Problem details
Show every line in the data below that contains the word "planogram", copying each one in full.

Information supplied
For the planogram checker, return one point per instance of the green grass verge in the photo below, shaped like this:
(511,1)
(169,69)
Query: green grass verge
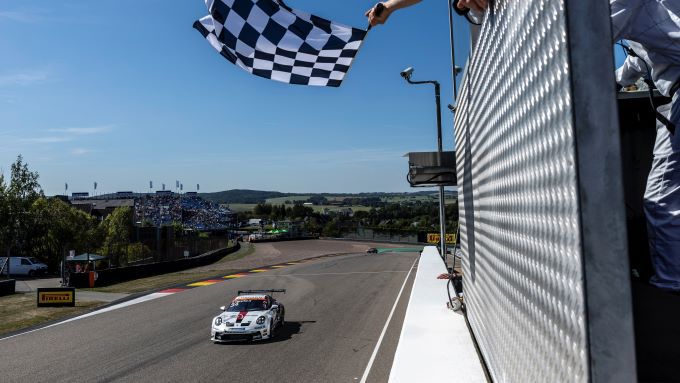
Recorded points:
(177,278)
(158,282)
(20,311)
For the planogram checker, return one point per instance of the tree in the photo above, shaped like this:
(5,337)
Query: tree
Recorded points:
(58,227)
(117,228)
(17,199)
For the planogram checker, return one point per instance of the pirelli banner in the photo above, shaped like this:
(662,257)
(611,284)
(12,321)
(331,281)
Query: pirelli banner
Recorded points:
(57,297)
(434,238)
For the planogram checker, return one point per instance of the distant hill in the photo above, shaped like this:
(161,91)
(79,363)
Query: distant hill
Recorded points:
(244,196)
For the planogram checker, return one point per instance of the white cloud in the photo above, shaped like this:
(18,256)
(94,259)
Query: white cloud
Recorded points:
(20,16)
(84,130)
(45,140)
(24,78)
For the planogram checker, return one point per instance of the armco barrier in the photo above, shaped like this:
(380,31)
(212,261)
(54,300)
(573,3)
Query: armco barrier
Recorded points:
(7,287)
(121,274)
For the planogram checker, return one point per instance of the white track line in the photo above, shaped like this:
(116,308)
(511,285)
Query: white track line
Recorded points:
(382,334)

==

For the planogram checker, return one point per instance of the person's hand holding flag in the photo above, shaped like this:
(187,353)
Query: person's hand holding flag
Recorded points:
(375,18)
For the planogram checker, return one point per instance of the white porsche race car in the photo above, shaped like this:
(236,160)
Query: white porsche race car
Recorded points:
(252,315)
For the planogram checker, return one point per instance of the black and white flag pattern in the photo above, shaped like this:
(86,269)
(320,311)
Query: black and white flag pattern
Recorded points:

Solution to this problem
For the planogram checker, return one point per instance of the green grass verge in the photo below, shaped like this:
For the planogram checker, return one point per instance of the tree in the photo above, shaped like this:
For the planogram checker, return one point per instance of the pirelli banner in the photo above, shaped like this:
For the planogram checker, return one point per instance of the distant hill in the photo above, shaped like this:
For the planogram checker, return one point per instance of the white cloud in the photo above, shaped like this:
For the planogram checker, return one point per instance of the armco barrier in the photo above, shaped like this:
For the planogram checker, return one point per instance of the white track line in the photo above, shaped like this:
For the planogram checker, return one point per instance of the person's hand holding flag in the photo above, shaped like this:
For the planogram checker, return one point per instance of the white porsche race car in the photo above, shaped like this:
For the planogram checker, return one point per instance of the black and white flag pattern in the photo above, shaped like this:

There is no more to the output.